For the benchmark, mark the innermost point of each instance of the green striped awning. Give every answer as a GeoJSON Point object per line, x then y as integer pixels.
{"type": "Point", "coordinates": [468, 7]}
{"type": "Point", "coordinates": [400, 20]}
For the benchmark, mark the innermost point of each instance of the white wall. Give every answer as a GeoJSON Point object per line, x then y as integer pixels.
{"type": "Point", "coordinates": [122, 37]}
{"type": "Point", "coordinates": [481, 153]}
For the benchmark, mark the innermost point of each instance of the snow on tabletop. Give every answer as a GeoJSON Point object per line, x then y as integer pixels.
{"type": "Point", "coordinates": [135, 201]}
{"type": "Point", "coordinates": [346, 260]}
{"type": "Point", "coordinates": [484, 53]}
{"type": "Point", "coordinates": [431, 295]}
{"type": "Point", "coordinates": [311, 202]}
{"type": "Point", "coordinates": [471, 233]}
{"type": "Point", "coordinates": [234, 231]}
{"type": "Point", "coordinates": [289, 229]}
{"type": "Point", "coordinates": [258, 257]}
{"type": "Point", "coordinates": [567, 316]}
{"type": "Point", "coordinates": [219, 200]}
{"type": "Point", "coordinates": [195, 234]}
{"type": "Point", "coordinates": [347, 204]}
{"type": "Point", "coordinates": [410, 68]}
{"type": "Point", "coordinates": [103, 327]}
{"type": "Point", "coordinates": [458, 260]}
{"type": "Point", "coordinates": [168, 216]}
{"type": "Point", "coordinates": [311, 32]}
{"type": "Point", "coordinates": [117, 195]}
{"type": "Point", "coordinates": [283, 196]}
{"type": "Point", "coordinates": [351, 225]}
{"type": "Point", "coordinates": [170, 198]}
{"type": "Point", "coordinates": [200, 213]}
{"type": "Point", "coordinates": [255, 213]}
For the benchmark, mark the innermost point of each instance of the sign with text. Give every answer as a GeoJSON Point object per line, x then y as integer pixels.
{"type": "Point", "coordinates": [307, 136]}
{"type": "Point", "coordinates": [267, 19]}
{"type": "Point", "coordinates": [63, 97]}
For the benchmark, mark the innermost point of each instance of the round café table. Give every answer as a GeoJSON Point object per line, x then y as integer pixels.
● ● ●
◆ Problem to solve:
Write out once more the lines above beginning at the line with "of the sign"; continue through the final line and stop there.

◆ Response for this exercise:
For the benchmark, mark the innermost point of each instance of the sign with text. Give every answer as a GeoJSON Point object per line, x then y as integer pixels.
{"type": "Point", "coordinates": [307, 136]}
{"type": "Point", "coordinates": [267, 19]}
{"type": "Point", "coordinates": [63, 97]}
For the benchmark, mark the innermost point of each instance of the round café table. Give every answer as a GeoJSON Point object per line, x then y as integer pixels.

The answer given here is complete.